■ WORK TO DO
Format the records below as a JSON list of strings, one string per line with blank lines omitted: begin at the line that contains "In this exercise you will locate the white paper wrapper" and stop after the line that contains "[(511, 450)]".

■ ENTRIES SUPPLIED
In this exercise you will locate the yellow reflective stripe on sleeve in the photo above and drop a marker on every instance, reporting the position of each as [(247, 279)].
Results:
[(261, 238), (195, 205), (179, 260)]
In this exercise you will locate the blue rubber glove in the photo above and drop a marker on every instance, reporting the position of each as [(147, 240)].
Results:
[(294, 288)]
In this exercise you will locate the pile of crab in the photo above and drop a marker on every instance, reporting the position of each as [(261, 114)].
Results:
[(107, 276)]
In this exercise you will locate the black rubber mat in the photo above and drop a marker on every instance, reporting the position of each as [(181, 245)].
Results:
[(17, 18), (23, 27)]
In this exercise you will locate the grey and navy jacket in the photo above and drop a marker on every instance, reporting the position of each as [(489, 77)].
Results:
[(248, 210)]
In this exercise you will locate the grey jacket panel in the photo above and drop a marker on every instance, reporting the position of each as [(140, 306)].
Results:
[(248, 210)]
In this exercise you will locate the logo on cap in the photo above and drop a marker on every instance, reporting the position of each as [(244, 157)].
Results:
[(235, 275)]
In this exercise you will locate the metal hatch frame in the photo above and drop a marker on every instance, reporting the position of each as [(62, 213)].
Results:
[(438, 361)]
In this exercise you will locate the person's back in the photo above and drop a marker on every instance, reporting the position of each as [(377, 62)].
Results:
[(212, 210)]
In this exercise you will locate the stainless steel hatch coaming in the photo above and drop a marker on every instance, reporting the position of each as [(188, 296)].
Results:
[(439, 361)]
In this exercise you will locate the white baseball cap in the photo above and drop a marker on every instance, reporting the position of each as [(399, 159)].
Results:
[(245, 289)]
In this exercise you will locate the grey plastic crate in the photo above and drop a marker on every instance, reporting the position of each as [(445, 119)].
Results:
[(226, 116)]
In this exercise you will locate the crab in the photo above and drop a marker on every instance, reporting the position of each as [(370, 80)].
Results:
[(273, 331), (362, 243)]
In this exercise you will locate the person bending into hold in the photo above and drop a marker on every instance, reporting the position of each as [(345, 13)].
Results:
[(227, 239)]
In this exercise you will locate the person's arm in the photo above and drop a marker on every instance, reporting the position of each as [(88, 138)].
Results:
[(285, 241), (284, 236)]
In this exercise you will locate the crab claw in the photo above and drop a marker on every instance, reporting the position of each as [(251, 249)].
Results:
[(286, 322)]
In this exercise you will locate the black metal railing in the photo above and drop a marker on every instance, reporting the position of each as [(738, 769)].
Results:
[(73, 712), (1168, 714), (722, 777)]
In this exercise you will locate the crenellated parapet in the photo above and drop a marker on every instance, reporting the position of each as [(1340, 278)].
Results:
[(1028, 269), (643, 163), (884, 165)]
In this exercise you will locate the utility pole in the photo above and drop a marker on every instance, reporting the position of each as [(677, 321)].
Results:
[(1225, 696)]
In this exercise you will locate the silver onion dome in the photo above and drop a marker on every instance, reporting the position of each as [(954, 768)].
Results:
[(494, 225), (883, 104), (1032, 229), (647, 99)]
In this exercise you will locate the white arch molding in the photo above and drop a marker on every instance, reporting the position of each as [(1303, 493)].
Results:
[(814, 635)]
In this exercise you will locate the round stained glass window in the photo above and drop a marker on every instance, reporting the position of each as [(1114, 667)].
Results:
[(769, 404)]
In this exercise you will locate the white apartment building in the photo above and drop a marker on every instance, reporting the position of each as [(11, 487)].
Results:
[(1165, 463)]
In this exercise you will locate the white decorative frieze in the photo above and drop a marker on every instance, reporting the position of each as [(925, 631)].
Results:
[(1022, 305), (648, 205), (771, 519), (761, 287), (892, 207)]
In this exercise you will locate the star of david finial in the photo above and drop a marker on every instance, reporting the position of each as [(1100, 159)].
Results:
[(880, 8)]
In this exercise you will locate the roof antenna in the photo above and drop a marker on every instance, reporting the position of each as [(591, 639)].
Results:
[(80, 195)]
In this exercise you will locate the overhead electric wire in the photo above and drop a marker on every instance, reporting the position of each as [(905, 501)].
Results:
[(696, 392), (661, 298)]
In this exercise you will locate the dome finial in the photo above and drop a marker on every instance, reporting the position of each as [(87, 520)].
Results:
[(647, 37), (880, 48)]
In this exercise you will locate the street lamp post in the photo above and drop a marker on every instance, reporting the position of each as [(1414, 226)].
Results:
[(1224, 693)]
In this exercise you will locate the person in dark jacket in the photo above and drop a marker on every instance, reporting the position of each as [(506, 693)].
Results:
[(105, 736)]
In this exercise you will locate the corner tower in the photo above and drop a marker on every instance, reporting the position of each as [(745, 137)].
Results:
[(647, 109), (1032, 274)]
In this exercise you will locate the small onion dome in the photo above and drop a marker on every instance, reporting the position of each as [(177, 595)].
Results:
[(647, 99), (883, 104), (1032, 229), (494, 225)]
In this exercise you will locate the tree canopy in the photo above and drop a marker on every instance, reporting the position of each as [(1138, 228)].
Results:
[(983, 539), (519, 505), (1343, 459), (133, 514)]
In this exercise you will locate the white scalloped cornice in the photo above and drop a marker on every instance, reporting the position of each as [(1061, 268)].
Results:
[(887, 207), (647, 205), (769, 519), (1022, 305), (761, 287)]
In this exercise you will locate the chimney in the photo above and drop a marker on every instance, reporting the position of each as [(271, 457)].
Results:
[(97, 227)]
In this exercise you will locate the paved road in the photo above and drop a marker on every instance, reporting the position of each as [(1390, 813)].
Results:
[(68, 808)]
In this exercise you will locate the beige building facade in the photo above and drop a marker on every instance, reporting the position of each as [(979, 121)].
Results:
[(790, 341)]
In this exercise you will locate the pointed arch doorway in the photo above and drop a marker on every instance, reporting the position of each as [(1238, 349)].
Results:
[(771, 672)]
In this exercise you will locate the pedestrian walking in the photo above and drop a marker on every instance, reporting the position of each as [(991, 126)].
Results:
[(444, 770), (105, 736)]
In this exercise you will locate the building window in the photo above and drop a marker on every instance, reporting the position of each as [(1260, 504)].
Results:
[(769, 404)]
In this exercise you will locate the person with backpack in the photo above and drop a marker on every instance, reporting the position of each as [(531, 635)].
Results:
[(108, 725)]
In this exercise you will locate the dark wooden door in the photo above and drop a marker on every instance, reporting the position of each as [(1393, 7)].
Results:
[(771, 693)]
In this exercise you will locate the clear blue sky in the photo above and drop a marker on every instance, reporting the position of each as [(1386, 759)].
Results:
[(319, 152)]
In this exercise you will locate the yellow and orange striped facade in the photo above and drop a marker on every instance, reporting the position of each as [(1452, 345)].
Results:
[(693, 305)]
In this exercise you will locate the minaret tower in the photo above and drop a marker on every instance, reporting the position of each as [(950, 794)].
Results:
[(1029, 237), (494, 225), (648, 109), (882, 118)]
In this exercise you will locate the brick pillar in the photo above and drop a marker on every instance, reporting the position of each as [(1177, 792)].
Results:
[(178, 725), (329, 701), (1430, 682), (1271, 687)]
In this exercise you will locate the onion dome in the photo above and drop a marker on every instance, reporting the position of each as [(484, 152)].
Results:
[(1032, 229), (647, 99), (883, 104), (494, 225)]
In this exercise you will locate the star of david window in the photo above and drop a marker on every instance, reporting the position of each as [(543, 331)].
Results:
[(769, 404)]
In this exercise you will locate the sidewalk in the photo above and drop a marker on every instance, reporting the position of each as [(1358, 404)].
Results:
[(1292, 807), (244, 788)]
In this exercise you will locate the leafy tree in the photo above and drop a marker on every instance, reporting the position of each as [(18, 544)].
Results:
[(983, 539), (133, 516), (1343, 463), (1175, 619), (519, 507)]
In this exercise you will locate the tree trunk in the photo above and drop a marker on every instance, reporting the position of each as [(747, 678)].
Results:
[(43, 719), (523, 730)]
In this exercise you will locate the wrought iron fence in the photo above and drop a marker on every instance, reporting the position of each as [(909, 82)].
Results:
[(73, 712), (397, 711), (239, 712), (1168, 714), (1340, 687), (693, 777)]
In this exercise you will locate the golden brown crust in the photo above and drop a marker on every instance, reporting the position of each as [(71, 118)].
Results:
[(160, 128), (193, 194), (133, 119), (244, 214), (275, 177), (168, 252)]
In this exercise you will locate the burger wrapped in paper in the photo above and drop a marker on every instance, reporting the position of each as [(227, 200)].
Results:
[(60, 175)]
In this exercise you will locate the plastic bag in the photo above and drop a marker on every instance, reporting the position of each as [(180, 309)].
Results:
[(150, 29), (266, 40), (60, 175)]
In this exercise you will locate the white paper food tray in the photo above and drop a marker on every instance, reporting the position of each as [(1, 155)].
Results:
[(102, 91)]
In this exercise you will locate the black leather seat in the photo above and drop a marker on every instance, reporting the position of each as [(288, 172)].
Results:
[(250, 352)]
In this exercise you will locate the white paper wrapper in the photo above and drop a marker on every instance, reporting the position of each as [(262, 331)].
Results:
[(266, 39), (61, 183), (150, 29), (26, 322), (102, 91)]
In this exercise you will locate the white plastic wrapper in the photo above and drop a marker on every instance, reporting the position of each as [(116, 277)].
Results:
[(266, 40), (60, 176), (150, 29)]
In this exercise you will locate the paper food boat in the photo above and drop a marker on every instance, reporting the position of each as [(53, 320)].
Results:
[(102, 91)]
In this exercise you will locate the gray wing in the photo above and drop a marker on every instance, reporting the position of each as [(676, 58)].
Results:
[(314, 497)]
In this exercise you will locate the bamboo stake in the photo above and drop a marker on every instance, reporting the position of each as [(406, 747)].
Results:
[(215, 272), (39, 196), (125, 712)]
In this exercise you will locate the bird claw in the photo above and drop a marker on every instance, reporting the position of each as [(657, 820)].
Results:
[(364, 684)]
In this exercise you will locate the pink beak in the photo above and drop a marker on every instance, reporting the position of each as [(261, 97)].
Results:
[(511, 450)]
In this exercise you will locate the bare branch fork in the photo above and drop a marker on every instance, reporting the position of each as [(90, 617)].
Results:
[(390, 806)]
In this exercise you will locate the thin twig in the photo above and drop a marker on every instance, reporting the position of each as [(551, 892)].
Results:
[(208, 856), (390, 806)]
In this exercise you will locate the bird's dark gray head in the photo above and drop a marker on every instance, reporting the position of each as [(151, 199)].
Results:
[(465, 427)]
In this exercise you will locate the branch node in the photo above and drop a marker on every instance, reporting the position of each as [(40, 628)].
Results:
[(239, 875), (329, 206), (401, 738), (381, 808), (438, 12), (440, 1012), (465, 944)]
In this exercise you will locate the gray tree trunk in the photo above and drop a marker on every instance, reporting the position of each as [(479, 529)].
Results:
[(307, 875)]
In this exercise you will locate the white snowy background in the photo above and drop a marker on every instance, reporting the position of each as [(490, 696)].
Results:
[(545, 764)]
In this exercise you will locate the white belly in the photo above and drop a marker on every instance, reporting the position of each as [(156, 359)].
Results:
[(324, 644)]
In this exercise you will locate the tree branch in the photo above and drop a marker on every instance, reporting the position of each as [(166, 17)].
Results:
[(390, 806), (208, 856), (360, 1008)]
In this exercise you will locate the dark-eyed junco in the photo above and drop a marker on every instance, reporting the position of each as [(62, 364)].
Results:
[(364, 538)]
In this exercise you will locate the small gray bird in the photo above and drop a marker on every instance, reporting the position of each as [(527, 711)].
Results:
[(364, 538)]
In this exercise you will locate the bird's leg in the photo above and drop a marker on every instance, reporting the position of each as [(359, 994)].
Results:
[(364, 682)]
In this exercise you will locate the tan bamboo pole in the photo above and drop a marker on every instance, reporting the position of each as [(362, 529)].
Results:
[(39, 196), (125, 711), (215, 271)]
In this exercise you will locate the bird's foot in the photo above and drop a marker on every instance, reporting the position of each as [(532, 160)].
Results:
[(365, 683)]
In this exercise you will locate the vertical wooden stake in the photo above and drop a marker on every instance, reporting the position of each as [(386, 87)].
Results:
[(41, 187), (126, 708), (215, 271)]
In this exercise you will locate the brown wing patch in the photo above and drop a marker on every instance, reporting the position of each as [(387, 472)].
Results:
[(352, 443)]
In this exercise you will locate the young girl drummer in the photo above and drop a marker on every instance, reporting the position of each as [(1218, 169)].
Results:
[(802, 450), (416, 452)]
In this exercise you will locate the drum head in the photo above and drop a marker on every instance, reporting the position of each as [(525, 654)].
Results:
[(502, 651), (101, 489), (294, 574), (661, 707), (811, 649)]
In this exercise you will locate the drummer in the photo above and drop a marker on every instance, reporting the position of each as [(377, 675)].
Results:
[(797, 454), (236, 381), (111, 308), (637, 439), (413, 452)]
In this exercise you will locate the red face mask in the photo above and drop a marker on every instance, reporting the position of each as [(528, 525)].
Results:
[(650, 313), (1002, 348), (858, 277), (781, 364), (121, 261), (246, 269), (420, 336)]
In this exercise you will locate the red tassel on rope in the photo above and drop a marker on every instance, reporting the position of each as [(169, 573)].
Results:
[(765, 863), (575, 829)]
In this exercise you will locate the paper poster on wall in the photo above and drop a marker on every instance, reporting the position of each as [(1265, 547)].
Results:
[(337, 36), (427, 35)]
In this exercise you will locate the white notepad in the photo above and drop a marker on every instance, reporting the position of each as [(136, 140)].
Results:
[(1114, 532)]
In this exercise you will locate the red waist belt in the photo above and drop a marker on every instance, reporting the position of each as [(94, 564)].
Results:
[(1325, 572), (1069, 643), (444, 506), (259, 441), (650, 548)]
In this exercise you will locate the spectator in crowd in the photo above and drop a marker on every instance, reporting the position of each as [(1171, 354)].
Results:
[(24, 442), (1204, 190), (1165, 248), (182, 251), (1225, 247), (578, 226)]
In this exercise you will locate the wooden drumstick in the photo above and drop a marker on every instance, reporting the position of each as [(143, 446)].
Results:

■ EXERCISE SOLUTION
[
  "In this exercise you will locate the white paper wrapper in the photo above and drop a marker on every instance, reporting the position of each as [(262, 331)].",
  "Results:",
  "[(266, 39), (61, 183), (150, 29), (26, 322), (102, 91)]",
  "In this exercise you will locate the white plastic wrapper in the photo above and drop a marker on every instance, reporting the position of each as [(116, 277)].",
  "Results:",
  "[(266, 40), (60, 176), (150, 29)]",
  "In this exercise you will locate the paper food boat in the photo above and drop a marker on every instance, reporting the position of each as [(53, 320)].",
  "Results:",
  "[(102, 91)]",
  "In this exercise you will locate the gray wing in the photo above and drop a marker on every instance, reporting the position of each as [(676, 58)].",
  "Results:",
  "[(314, 497)]",
  "In this exercise you will locate the bamboo stake in the photo above and drop a marker on every instance, reporting the position of each as [(406, 747)].",
  "Results:",
  "[(215, 272), (39, 196), (125, 712)]",
  "In this exercise you will locate the bird claw in the photo above and drop a marker on every instance, reporting the position of each as [(657, 820)].",
  "Results:",
  "[(364, 684)]",
  "In this exercise you will locate the pink beak in the photo above and drop a marker on every instance, reporting the position of each as [(261, 97)].",
  "Results:",
  "[(511, 450)]"
]